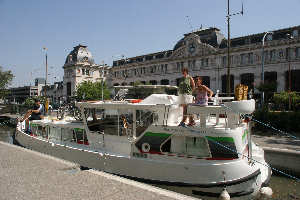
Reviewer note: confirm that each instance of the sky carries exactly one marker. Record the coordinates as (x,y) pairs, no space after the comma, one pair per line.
(111,28)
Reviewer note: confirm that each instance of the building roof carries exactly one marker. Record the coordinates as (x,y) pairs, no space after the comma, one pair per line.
(80,54)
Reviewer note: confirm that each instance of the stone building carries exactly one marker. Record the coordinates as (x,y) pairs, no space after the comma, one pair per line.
(20,94)
(79,67)
(204,53)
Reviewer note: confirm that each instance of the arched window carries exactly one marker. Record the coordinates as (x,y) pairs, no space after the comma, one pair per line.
(248,79)
(164,82)
(153,82)
(295,81)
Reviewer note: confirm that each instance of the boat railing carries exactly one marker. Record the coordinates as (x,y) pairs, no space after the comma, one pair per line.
(231,111)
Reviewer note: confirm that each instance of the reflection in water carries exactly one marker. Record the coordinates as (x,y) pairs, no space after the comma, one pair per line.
(283,188)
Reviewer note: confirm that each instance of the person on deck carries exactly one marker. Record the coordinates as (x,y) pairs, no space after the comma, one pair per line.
(186,87)
(35,114)
(202,92)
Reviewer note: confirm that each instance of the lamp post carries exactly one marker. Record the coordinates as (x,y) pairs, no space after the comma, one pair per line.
(46,77)
(262,66)
(290,78)
(102,77)
(229,44)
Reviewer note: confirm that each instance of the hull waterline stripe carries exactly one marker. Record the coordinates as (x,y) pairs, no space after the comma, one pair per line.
(210,185)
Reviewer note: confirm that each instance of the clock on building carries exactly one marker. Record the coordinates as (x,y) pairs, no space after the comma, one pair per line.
(191,47)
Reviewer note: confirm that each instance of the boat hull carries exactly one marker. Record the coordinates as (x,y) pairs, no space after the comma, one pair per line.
(197,177)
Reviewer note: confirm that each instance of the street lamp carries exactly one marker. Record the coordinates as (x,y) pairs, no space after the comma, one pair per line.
(262,66)
(102,77)
(45,91)
(229,43)
(289,36)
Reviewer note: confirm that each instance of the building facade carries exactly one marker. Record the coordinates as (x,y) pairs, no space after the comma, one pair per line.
(20,94)
(204,53)
(79,67)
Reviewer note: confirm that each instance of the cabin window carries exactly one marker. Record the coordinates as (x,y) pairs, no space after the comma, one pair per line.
(222,147)
(80,135)
(109,121)
(143,120)
(197,146)
(68,135)
(190,146)
(34,129)
(55,134)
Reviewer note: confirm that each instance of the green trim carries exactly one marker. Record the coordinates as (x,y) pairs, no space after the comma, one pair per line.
(245,134)
(165,135)
(78,129)
(220,139)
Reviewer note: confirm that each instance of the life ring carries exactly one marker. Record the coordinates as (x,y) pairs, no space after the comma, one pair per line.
(146,147)
(125,124)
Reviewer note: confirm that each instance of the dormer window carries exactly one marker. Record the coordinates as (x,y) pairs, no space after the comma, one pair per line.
(295,33)
(269,37)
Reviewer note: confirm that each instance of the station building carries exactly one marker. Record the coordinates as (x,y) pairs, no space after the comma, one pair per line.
(79,67)
(204,53)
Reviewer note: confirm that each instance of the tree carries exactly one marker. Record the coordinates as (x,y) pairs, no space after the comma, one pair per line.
(268,88)
(5,79)
(91,91)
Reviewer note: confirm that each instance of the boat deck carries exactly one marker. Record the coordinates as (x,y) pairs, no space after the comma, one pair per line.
(38,176)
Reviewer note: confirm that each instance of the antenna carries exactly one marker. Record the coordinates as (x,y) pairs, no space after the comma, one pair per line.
(242,12)
(189,21)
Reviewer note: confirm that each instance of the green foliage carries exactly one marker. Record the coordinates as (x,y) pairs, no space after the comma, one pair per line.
(5,79)
(281,101)
(92,91)
(29,102)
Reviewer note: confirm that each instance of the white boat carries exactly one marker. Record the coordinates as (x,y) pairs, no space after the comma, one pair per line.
(141,139)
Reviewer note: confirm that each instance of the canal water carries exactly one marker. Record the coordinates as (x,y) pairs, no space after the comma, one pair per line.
(283,188)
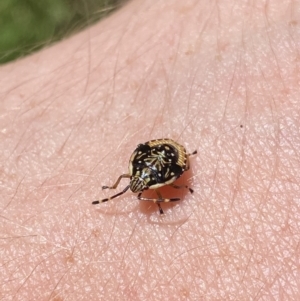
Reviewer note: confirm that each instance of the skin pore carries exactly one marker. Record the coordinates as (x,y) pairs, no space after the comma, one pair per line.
(221,78)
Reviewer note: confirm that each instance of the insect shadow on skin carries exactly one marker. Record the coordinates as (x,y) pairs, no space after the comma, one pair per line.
(152,165)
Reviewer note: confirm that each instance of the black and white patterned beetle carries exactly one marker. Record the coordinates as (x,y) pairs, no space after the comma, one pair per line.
(154,164)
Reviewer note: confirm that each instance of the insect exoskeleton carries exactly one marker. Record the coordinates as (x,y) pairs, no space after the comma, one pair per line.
(154,164)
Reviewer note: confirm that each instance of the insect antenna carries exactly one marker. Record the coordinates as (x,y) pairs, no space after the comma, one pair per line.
(112,197)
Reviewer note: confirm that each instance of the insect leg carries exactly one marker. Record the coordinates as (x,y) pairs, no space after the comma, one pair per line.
(112,197)
(158,201)
(117,182)
(182,186)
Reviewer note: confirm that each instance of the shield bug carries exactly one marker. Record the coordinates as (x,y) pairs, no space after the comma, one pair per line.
(154,164)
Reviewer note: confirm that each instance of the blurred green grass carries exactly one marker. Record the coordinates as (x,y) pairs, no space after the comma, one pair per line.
(28,25)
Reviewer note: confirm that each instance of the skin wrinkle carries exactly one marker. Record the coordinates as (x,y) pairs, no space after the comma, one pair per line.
(232,243)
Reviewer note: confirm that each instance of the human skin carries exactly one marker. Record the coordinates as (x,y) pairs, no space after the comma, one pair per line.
(221,78)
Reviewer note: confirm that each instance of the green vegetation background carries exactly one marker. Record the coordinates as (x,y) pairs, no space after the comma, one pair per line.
(28,25)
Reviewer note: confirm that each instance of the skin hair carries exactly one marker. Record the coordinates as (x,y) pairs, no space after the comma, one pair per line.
(221,78)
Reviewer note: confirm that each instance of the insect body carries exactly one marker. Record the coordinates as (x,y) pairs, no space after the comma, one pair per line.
(154,164)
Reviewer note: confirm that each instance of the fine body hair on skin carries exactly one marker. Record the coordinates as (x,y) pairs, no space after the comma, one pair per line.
(221,78)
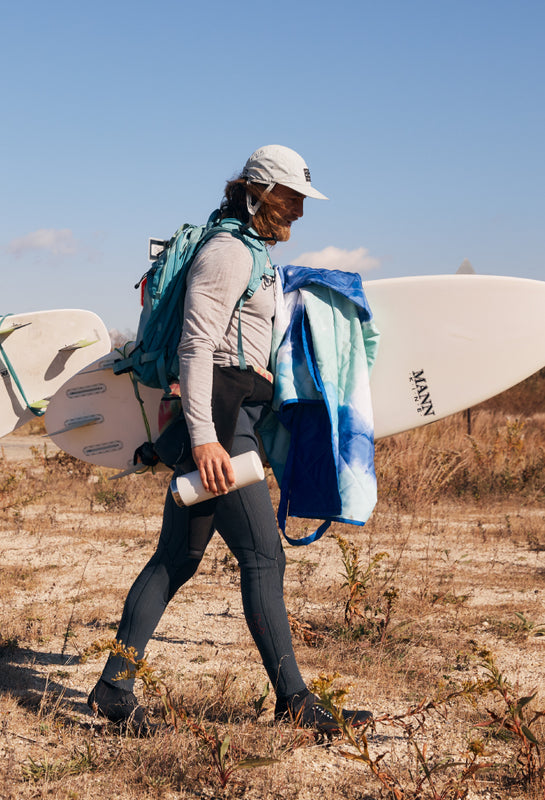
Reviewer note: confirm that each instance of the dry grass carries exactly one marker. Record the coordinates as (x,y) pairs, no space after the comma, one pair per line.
(433,614)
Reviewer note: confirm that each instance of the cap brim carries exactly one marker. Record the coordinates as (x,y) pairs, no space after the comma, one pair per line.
(307,191)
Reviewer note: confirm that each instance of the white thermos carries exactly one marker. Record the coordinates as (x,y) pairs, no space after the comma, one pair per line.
(188,489)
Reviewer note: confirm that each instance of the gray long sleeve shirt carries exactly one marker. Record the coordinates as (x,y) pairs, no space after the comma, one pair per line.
(216,281)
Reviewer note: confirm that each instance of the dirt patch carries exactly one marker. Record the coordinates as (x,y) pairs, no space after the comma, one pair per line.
(458,592)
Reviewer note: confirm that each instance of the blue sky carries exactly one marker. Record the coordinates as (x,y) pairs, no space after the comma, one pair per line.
(422,120)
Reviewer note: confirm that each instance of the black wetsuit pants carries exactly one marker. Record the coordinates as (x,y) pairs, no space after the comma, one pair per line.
(246,521)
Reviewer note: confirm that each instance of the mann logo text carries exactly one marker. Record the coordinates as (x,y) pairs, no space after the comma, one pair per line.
(421,393)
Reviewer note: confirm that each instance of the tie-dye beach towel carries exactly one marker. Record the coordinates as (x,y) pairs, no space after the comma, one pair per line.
(319,436)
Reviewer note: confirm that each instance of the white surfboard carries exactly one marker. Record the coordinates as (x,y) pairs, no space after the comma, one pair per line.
(447,342)
(39,351)
(97,417)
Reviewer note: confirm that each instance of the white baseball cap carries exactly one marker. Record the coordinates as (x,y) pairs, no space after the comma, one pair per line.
(274,164)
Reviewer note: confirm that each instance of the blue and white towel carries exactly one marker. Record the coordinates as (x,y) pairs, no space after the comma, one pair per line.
(319,436)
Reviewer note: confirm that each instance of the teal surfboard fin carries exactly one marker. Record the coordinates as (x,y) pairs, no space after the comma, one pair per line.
(5,331)
(78,345)
(79,422)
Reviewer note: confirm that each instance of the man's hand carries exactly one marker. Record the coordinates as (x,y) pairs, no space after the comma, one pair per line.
(214,466)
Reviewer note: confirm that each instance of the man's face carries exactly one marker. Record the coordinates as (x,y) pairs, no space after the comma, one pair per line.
(291,207)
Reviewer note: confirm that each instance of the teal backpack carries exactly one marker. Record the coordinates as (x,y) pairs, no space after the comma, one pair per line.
(154,359)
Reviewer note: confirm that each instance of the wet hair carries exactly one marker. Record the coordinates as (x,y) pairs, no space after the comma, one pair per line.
(269,221)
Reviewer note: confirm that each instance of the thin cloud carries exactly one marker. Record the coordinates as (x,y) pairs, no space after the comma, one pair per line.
(357,260)
(56,242)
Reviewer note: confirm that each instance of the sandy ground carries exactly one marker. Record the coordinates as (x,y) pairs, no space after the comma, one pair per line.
(19,448)
(78,563)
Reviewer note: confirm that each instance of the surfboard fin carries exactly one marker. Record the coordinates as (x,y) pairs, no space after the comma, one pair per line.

_ _ _

> **WHAT IS EXPECTED**
Output an exact copy of the lines beginning at the one that holds "Reviewer note: confirm that each instance of the thin" and running through the final line of the records.

> **COMPLETED EXERCISE**
Reviewer note: confirm that each instance of the thin cloud carries exactly one marker. Record the coordinates as (x,y) pairs, no space after the comma, one pair per line.
(357,260)
(56,242)
Reviewer note: confirm that each instance of the sandy ground carries exactly one marker. Record the coordinates as (x,y) pairs, no space after the comma, one pair per line.
(19,448)
(78,563)
Reviewer note: confirm that each instance of the surfboard fin carries exactly one marker. Record the coordinates as (x,y) pairs, no space after the comma, one pair per line.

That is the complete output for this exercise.